Stated problem: Identify every line of the records that contains the string "trace", and copy each of those lines.

=== Material for the task ===

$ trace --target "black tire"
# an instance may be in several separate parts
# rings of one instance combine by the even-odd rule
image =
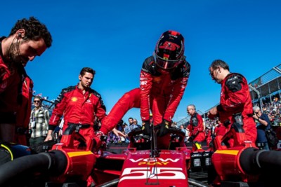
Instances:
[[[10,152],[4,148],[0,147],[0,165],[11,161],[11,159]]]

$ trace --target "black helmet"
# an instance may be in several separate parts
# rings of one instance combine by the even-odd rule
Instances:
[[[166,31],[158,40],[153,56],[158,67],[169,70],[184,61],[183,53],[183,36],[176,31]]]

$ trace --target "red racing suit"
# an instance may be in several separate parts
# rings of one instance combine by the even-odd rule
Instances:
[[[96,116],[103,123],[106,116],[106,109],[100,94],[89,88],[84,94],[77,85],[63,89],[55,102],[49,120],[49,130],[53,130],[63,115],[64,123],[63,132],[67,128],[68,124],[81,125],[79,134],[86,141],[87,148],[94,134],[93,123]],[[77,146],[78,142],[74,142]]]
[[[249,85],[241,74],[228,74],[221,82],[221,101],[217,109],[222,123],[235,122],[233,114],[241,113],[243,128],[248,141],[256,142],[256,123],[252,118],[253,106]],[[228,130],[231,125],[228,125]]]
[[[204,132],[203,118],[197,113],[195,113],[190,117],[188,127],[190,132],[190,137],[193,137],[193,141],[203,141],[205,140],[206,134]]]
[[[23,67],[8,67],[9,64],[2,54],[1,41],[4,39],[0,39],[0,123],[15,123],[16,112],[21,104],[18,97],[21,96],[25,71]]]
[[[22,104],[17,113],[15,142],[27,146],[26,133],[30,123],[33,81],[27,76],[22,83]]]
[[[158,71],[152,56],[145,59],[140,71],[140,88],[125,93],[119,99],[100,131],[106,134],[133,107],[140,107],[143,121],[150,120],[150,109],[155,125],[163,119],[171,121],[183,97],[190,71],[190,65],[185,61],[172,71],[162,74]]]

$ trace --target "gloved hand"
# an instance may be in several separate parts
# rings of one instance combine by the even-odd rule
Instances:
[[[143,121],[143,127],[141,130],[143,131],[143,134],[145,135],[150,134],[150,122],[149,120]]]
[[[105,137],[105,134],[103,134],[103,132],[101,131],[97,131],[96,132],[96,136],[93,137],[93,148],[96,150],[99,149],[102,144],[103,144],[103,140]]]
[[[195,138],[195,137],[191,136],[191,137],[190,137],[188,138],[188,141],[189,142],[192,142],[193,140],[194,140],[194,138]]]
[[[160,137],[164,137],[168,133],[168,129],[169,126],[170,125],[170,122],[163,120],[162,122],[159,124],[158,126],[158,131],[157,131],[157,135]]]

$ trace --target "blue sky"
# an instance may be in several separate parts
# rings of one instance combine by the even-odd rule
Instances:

===

Written reply:
$ trace --target "black tire"
$ trace --target "black helmet"
$ trace --target "red racing suit"
$ trace --target "gloved hand"
$ trace --target "blue sky"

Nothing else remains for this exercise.